### [What is expected]
Lay out each line of the material below as a Markdown table with two columns, Row and Line. Number the rows in order and omit blank lines.

──────── The records ────────

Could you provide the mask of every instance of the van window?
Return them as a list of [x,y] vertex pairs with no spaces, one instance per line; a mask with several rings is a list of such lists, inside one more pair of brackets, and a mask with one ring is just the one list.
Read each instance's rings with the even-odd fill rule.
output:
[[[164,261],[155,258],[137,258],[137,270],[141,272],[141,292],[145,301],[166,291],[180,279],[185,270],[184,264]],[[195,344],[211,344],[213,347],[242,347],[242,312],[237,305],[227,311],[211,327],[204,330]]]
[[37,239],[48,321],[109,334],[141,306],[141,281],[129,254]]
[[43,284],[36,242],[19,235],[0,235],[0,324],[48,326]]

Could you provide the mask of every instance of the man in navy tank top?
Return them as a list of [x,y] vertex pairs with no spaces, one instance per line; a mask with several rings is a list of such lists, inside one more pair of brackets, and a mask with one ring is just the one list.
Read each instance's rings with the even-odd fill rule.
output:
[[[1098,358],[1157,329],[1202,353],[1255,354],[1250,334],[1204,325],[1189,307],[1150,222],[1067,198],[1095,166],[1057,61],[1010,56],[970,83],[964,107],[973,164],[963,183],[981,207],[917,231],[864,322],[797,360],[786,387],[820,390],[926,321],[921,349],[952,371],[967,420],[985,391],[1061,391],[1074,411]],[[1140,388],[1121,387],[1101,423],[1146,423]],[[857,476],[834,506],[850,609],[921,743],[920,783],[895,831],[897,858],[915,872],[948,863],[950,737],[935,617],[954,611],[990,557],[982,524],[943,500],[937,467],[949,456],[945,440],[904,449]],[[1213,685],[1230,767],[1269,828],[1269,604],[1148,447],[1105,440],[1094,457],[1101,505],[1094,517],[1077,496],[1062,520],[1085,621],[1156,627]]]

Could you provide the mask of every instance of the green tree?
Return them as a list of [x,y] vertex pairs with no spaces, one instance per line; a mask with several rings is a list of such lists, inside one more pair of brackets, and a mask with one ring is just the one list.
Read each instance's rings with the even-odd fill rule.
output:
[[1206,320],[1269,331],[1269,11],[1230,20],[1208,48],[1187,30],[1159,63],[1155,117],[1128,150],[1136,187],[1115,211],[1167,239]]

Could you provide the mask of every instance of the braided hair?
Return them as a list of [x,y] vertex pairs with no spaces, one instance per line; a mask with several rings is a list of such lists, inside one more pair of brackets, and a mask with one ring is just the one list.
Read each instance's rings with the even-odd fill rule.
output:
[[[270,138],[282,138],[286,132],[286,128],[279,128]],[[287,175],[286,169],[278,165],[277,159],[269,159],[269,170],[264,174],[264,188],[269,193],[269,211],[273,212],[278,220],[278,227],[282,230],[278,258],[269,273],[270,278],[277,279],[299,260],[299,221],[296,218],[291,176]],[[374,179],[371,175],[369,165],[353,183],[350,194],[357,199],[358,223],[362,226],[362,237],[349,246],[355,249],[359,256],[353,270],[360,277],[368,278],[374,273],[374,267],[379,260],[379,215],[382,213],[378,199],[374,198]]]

────────

### [Result of the task]
| Row | Line |
|---|---|
| 1 | Could you provide the mask of every instance of the van window? |
| 2 | Return them as a list of [x,y] vertex pairs with no spaces, one instance per line; a mask with several rings is a list of such lists, inside one more pair of brackets, and a mask with one ring is just the one list. |
| 3 | Read each instance's rings with the even-odd fill rule. |
| 4 | output: |
| 5 | [[[164,261],[155,258],[137,258],[137,270],[141,272],[141,292],[145,301],[166,291],[180,279],[185,270],[184,264]],[[195,344],[211,344],[213,347],[242,347],[242,312],[237,305],[227,311],[211,327],[204,330]]] |
| 6 | [[37,239],[48,321],[109,334],[141,306],[141,281],[129,254]] |
| 7 | [[43,284],[36,242],[19,235],[0,235],[0,324],[48,326]] |
| 8 | Could you provide the mask of every instance of the man in navy tank top? |
| 9 | Return them as a list of [x,y] vertex pairs with no spaces, one instance per line; a mask with several rings is a list of such lists, inside one more pair of brackets, and a mask with one ring is just the one list. |
| 10 | Read each instance's rings with the even-odd fill rule. |
| 11 | output: |
| 12 | [[[1098,358],[1157,329],[1202,353],[1255,354],[1250,334],[1204,325],[1189,307],[1150,222],[1067,198],[1095,166],[1057,61],[1010,56],[970,83],[964,107],[973,164],[963,183],[981,207],[917,231],[864,322],[797,360],[786,387],[820,390],[926,321],[921,349],[952,371],[967,420],[985,391],[1061,391],[1074,411]],[[1140,388],[1121,387],[1101,423],[1146,423]],[[857,476],[834,506],[850,609],[921,743],[920,783],[895,831],[897,858],[915,872],[948,863],[950,737],[935,617],[954,611],[990,557],[982,524],[943,500],[937,467],[949,456],[945,440],[904,449]],[[1213,685],[1230,767],[1269,828],[1269,604],[1148,447],[1105,440],[1094,457],[1101,505],[1094,517],[1077,496],[1062,520],[1085,621],[1156,627]]] |
| 13 | Could you provide the mask of every instance of the green tree? |
| 14 | Return them as a list of [x,y] vertex pairs with no spaces, one instance per line; a mask with several rings is a list of such lists, inside one more pair of brackets, and a mask with one ring is just the one list. |
| 15 | Read each instance's rings with the even-odd fill rule. |
| 16 | output: |
| 17 | [[1206,320],[1269,331],[1269,11],[1230,20],[1208,48],[1187,30],[1159,63],[1155,117],[1128,150],[1136,187],[1115,211],[1167,239]] |
| 18 | Could you provide the mask of every instance of the braided hair? |
| 19 | Return them as a list of [x,y] vertex pairs with no spaces, one instance per line; a mask with several rings is a list of such lists, inside one more pair of brackets, and a mask with one ring is just the one list. |
| 20 | Read each instance's rings with the even-odd fill rule. |
| 21 | output: |
| 22 | [[[270,138],[282,138],[286,132],[286,128],[279,128]],[[287,175],[286,169],[278,165],[277,159],[269,159],[269,170],[264,174],[264,188],[269,193],[269,211],[273,212],[278,220],[278,227],[282,230],[278,258],[269,273],[270,278],[277,279],[299,260],[299,221],[296,218],[291,176]],[[374,179],[371,175],[369,165],[353,183],[350,194],[357,199],[358,223],[362,226],[362,237],[349,246],[355,249],[359,256],[353,270],[360,277],[368,278],[374,273],[374,267],[379,260],[379,215],[382,213],[378,199],[374,198]]] |